**** EXTRACTED DATA ****

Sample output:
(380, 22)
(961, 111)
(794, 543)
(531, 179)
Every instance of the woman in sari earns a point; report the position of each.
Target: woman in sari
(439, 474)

****

- _SET TASK_:
Rewrite all of the items above as a numbered list, omitting any blank lines.

- _EXPECTED ANSWER_:
1. Sample output:
2. (380, 22)
3. (961, 111)
4. (794, 543)
5. (531, 179)
6. Every instance of the woman in sari earns a point; report the position of each.
7. Target: woman in sari
8. (439, 474)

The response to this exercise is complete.